### Document

How do I differentiate this equation for a test tomorrow?

[Morphayne]

I need help differentiating this equation:

y=(x-1)^2(6^x)

What I have (I went wrong somewhere):

dy/dx = (x-1)[(x-1)(6^x)]

=(x-1)[6^x(1+ x ln6 - ln6)

=(x-1)6^x(1+ x ln6 - ln6)

So;

My final answer: (x-1)6^x(1+ x ln6 - ln6)

Answer in the textbook: (x-1)6^x(2+ x ln6 - ln6)

Please help. I need to understand this for a test tomorrow.

 

[sutupidmath]

y=(x-1)^2(6^x)

$$y=(x-1)^26^x$$ I am assuming this is what you want to differentiate with respect to x, right?

First the big structure tells us that we first need to use product rule, after that chain rule and so on, so:

$$y'=[(x-1)^26^x]'=[(x-1)^2]'6^x+(6^x)'(x-1)^2=2(x-1)6^x+6^xln6(x-1)^2=(x-1)6^x(2+xln6-ln6)$$

 

[Gib Z]

This question is so much nicer and faster if you use a special trick called Logarithmic differentiation:
If $$f(x) = g(x) \cdot h(x)$$ Then $$\log f(x) = \log(g(x) h(x) ) = \log (g(x)) + \log (h(x))$$ and so $$\frac{ f'(x)}{f(x)} = \frac{g'(x)}{g(x)} + \frac{h'(x)}{h(x)}$$.

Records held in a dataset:
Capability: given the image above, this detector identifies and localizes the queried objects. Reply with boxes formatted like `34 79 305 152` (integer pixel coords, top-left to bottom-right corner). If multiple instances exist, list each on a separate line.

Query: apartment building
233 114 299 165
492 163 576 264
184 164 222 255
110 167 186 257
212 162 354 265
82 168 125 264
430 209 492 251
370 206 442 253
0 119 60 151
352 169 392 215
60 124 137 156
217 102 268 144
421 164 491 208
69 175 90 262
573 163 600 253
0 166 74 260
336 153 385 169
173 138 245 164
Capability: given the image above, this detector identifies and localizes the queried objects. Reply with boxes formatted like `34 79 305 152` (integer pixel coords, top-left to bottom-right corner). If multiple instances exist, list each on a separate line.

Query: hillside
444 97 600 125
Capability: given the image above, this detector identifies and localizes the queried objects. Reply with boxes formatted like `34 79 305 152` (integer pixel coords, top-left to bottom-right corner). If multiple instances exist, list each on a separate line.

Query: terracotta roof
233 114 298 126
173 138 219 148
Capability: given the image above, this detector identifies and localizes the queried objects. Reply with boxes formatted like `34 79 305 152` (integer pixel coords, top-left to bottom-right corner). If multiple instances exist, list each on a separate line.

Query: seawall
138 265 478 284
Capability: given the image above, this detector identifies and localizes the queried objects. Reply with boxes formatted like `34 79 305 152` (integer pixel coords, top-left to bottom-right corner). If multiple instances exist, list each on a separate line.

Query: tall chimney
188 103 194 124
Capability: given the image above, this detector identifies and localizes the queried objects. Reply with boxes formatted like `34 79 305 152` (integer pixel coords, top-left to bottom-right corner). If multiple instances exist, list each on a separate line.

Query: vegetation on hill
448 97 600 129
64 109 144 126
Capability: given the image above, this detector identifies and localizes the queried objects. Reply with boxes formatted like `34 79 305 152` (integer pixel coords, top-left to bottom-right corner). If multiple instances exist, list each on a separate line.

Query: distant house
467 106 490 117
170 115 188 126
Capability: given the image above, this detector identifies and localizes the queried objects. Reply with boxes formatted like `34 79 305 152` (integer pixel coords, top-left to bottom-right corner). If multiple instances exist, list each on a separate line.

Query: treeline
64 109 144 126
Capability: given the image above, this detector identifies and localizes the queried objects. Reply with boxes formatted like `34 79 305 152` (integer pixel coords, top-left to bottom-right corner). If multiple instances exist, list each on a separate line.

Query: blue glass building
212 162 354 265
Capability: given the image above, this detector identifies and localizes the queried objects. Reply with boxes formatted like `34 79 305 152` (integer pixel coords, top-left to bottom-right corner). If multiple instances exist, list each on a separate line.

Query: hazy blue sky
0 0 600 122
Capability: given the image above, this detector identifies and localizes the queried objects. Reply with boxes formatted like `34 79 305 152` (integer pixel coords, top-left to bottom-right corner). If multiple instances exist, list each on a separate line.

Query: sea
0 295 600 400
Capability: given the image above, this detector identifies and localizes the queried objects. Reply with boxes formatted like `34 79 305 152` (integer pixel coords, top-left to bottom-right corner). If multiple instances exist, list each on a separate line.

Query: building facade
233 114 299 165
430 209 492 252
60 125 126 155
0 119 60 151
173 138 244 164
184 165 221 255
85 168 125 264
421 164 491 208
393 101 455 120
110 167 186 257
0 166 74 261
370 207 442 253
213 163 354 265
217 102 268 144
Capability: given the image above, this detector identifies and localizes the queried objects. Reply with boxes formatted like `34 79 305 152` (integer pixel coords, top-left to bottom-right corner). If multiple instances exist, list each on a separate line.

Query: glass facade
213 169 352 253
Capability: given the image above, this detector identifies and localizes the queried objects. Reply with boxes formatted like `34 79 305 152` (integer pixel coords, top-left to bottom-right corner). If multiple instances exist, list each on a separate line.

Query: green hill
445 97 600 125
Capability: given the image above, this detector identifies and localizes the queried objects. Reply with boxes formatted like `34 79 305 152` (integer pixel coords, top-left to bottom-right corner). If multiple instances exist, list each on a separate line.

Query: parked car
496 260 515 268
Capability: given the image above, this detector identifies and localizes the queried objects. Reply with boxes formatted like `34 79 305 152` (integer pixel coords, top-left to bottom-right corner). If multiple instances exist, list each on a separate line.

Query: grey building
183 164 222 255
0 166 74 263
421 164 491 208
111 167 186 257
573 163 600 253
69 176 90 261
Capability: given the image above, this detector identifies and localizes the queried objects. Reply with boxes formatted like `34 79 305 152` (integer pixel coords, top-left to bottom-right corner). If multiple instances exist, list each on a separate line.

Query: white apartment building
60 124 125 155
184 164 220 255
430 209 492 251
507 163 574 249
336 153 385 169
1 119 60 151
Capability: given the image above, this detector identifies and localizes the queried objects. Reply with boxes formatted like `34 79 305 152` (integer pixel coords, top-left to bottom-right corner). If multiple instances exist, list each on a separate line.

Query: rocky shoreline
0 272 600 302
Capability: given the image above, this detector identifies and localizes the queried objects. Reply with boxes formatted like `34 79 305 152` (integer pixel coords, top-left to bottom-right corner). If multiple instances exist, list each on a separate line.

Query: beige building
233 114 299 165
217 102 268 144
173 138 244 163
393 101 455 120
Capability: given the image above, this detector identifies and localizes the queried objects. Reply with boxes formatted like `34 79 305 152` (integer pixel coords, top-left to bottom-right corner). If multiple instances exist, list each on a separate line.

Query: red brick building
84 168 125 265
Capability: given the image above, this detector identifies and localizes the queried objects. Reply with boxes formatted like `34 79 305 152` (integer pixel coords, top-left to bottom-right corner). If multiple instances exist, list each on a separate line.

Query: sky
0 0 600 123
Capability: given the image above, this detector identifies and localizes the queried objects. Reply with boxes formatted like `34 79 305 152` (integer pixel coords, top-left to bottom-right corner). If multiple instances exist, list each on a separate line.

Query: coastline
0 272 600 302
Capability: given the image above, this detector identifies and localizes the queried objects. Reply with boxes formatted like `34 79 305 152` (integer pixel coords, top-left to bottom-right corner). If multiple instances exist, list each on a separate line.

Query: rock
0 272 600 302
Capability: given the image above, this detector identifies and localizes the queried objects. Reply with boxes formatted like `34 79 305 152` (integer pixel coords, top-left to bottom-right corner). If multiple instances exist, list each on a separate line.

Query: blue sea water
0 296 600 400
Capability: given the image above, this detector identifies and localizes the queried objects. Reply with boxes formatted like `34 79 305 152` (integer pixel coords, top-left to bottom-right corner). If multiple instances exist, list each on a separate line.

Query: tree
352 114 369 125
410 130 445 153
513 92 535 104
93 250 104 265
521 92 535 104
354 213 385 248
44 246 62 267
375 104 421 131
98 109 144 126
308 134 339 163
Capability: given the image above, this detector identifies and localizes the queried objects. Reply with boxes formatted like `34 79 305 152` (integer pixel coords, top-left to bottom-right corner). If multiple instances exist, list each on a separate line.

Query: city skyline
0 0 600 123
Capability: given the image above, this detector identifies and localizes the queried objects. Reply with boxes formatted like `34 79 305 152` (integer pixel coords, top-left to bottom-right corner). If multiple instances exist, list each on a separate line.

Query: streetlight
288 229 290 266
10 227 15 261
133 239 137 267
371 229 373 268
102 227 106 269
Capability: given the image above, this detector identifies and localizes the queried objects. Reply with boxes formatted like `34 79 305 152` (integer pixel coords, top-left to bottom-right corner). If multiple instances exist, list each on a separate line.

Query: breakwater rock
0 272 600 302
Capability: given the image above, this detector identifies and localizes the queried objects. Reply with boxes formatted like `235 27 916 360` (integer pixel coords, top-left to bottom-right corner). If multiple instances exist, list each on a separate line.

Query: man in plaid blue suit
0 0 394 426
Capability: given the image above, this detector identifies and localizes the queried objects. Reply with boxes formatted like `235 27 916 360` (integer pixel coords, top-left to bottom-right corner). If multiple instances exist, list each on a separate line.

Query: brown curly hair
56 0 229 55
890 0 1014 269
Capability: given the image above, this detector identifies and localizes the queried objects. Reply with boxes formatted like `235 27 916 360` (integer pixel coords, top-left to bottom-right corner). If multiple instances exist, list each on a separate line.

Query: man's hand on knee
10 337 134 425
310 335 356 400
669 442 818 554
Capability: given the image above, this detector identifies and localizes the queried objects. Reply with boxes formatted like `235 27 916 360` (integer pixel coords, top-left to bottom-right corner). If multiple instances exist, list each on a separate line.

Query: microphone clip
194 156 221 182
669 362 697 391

### Instructions for the task
Pick up the differentiation thread after its last sentence and carry it forward. The records bear no relation to the differentiation thread.

### Result of this task
So in this case:

$$\log y = \log (x-1)^2 + \log (6^x) = 2\log (x-1) + x \log 6$$

$$\frac{y'}{y} = \frac{2}{x-1} + \log 6$$

Now just multiply through by y.

 

[sutupidmath]

Just in case the op isn't familiar how to differentiate logs in general:

$$log_ax=y<=>a^y=x$$

Lets differentiate implicitly the last part:

$$y'a^ylna=1=>y'=\frac{1}{a^ylna}=\frac{1}{xlna}$$

Now, if a=e then ln(e)=1.